EXTRACTED TEXT:
-=-=-

The publisher's intention is that the broker and subscribers
interpret this as the topic subcategory `sailing` within category
`UK_olympic_teams` within the more general category
`2012_olympics`.
[0053] A second publisher may specify the same topic string
"2012_olympics/UK_olympic_teams/sailing" with `match_scheme=OR`, in
which case this publlisher's intention is that the separate
elements `2012_olympics`, `UK_olympic_teams` and `sailing` can be
matched separately. That is, the publisher's intention is that a
subscription to any one of the topics `2012_olympics`,
`UK_olympic_teams` and `sailing` will be identified as a match for
the current publication.
[0054] In another embodiment, the publishers' topic classification
schemes (`match_scheme` values) are specified when establishing a
connection to the publish/subscribe broker. This is acceptable in
most cases, because the publisher's scheme is unlikely to change
between successive publications, and indeed has the advantage that
the broker does not have to interpret `match_scheme` values
dynamically on receipt of each published message
[0055] Similarly, subscribers can also specify one of a number of
different topic classification schemes, which in the present
embodiment include.

-=-=-

STORED DATA:
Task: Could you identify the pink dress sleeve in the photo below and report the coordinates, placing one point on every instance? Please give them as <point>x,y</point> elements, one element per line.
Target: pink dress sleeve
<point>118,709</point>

-=-=-

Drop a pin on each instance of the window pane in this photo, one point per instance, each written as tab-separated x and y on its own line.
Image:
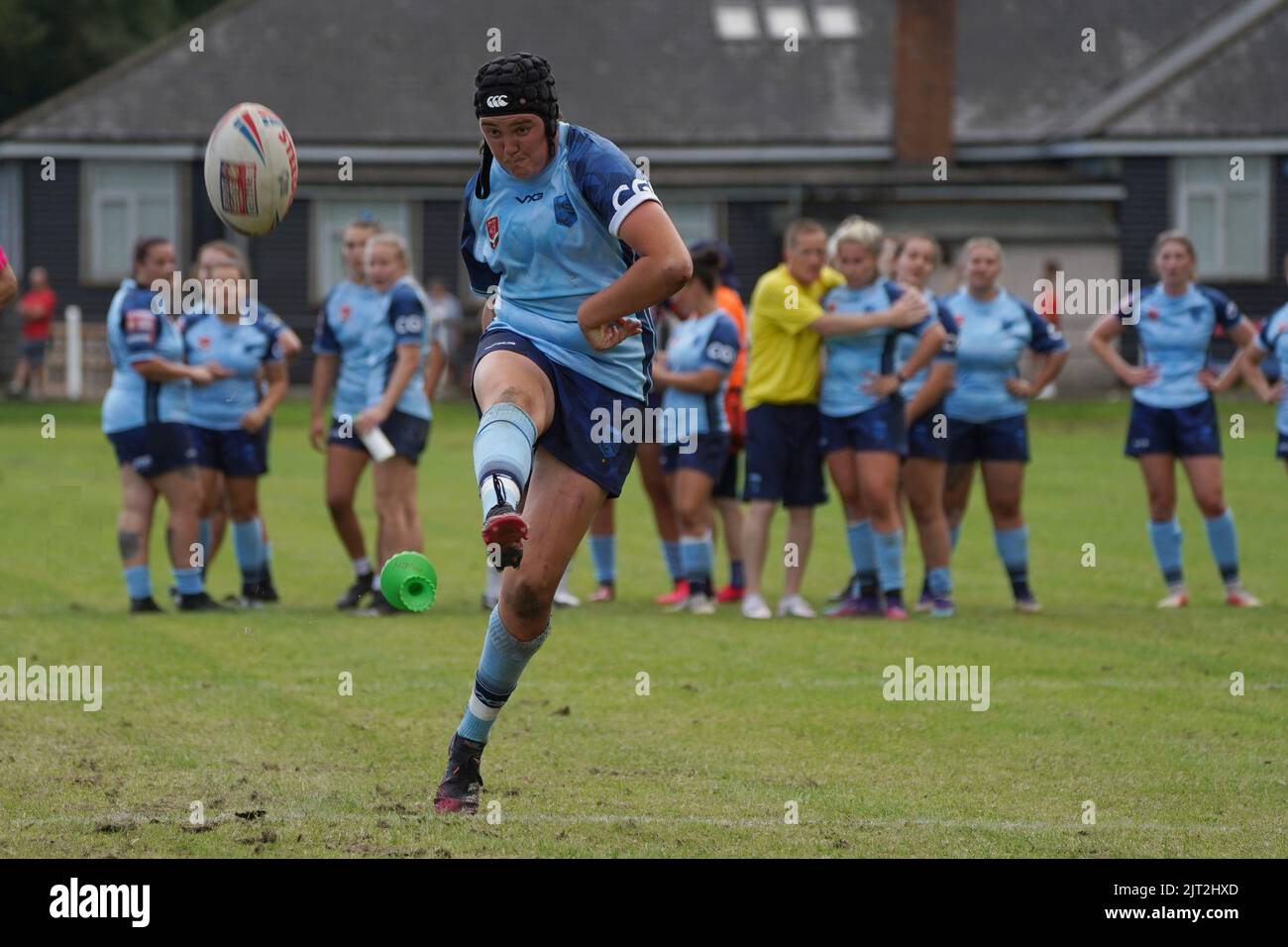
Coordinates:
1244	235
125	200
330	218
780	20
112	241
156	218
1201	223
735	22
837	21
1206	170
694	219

-=-=-

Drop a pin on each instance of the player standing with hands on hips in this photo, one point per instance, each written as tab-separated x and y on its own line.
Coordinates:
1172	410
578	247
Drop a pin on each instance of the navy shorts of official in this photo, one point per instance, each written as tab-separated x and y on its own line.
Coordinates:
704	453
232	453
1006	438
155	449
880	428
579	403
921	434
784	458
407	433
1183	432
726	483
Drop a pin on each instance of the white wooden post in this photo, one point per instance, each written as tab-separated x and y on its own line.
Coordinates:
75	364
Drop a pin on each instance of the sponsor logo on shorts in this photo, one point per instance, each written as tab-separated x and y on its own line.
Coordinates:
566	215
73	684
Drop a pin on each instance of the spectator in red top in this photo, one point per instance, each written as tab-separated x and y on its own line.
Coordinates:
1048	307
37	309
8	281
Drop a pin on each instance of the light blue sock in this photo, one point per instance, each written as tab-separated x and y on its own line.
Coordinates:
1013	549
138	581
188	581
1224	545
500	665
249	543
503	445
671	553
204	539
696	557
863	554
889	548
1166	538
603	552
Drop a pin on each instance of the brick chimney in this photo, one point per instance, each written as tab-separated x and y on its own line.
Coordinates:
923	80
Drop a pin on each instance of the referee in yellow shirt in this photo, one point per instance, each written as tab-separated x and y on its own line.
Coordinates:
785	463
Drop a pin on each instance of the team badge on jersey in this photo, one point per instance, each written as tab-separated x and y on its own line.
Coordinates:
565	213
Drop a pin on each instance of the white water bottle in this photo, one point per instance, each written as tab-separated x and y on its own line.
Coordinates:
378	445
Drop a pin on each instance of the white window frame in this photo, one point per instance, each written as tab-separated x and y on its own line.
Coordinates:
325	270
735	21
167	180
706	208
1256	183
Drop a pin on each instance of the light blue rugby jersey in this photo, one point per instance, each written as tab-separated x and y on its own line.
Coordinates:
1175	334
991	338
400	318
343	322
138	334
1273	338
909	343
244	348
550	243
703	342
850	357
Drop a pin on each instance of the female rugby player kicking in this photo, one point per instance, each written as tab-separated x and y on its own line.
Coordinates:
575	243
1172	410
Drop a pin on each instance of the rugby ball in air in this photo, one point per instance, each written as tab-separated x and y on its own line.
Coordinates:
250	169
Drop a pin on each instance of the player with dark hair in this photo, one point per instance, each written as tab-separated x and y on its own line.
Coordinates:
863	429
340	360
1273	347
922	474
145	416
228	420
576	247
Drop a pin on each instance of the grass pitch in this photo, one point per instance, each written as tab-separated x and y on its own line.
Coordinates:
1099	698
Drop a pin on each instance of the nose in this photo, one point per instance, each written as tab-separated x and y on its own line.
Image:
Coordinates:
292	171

-=-=-

PROBLEM 1: Retype the part of the topic-matching text from "The publisher's intention is that the" to "the current publication.".
PROBLEM 2: In the topic-matching text, which topic names does the second publisher intend to be matched separately? List them all.
PROBLEM 3: Translate this sentence from the topic-matching text into Spanish: "In another embodiment, the publishers' topic classification schemes (`match_scheme` values) are specified when establishing a connection to the publish/subscribe broker."
The listing has nothing to do with the topic-matching text.

WRITTEN SOLUTION 1:
The publisher's intention is that the broker and subscribers
interpret this as the topic subcategory `sailing` within category
`UK_olympic_teams` within the more general category
`2012_olympics`.
[0053] A second publisher may specify the same topic string
"2012_olympics/UK_olympic_teams/sailing" with `match_scheme=OR`, in
which case this publlisher's intention is that the separate
elements `2012_olympics`, `UK_olympic_teams` and `sailing` can be
matched separately. That is, the publisher's intention is that a
subscription to any one of the topics `2012_olympics`,
`UK_olympic_teams` and `sailing` will be identified as a match for
the current publication.

WRITTEN SOLUTION 2:
2012_olympics
UK_olympic_teams
sailing

WRITTEN SOLUTION 3: En otra realización, los esquemas de clasificación de temas de los editores (valores de `match_scheme`) se especifican al establecer una conexión con el intermediario de publicación/suscripción.